## TEXTO DE ESTUDIO
:::::

NO me encierres, no me aparques como un coche abandonado! Esas y otras peticiones truculentas –ruegos, en los casos más extremos...– de las personas mayores retumban en el corazón de no pocas familias que, incapaces de ofrecer a los suyos los cuidados que requieren (médicos o de movilidad, con problemas de salud mental que requieren una vigilancia continuada, incompatible no pocas veces con la vida laboral o de compañía...) buscan una plaza para sus mayores en una residencia que no son, contra lo que pregonan los más recelosos, un castillo de los horrores.

¿De dónde viene ese pensamiento, entonces? Las cosas han ido cambiando en las últimas décadas. Hace años, ¿se acuerdan?, había asilos que se llamaban para abuelos desamparados. Después se dio el salto a las macrorresidencias de 500 plazas, fruto de la época del desarrollismo. En los ochenta había residencias tipo hotel con encanto y en la actualidad muchos centros recuerdan a instalaciones hospitalarias. Es probable que a los buenos corazones atormentados a la hora de tomar esa decisión les vengan a la mente esas imágenes.

:::::

(Datos de localización de puntos)
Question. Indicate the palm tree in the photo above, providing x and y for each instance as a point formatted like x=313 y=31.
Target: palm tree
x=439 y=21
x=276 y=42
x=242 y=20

:::::

## CONSIGNA 1
Reproduce literalmente el fragmento del texto sobre las residencias de mayores comprendido entre "NO me encierres, no" y "de los horrores.", ambos incluidos.
## CONSIGNA 2
Convierte en una lista breve el párrafo del texto sobre las residencias de mayores que empieza por "¿De dónde viene ese pensamiento, entonces?", conservando sus datos principales.
## CONSIGNA 3
Resume en dos oraciones el texto sobre las residencias de mayores.
Las líneas no guardan ninguna relación con el texto.

## RESULTADO 1
NO me encierres, no me aparques como un coche abandonado! Esas y otras peticiones truculentas –ruegos, en los casos más extremos...– de las personas mayores retumban en el corazón de no pocas familias que, incapaces de ofrecer a los suyos los cuidados que requieren (médicos o de movilidad, con problemas de salud mental que requieren una vigilancia continuada, incompatible no pocas veces con la vida laboral o de compañía...) buscan una plaza para sus mayores en una residencia que no son, contra lo que pregonan los más recelosos, un castillo de los horrores.

## RESULTADO 2
- Las cosas han cambiado en las últimas décadas.
- Hace años existían asilos para abuelos desamparados.
- Después llegaron las macrorresidencias de 500 plazas, propias de la época del desarrollismo.
- En los ochenta había residencias tipo hotel con encanto.
- Hoy muchos centros recuerdan a instalaciones hospitalarias.
- Probablemente estas imágenes vienen a la mente de quienes sufren al tomar la decisión.

## RESULTADO 3
Muchas familias que no pueden ofrecer a sus mayores los cuidados que requieren les buscan plaza en una residencia, aunque les resuenen sus peticiones de no ser encerrados, y esas residencias no son un castillo de los horrores. Los centros han cambiado en las últimas décadas, desde los asilos y las macrorresidencias hasta las residencias tipo hotel y los actuales centros de aire hospitalario, y es probable que esas imágenes acudan a la mente de quienes toman la decisión.